* _ACTIVITY_
Would you repeat the listing below verbatim and drop the images?

* _SUPPLIED INFORMATION_
--------------------------------
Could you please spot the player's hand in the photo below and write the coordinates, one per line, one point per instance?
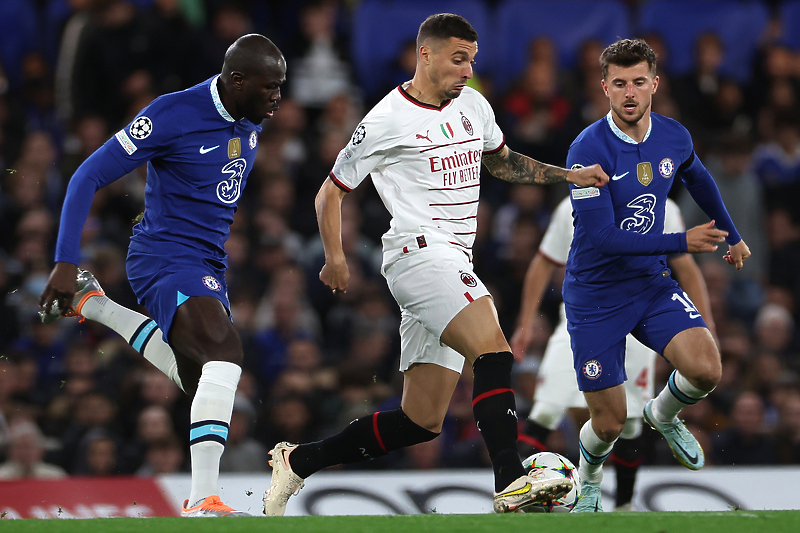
(61, 287)
(704, 238)
(737, 254)
(336, 275)
(520, 341)
(591, 176)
--------------------------------
* _SOLVED EXERCISE_
Could you please spot the player's hand in the photo below and write the coordinates, one per line, one point per instance?
(61, 287)
(704, 238)
(737, 254)
(336, 275)
(520, 341)
(591, 176)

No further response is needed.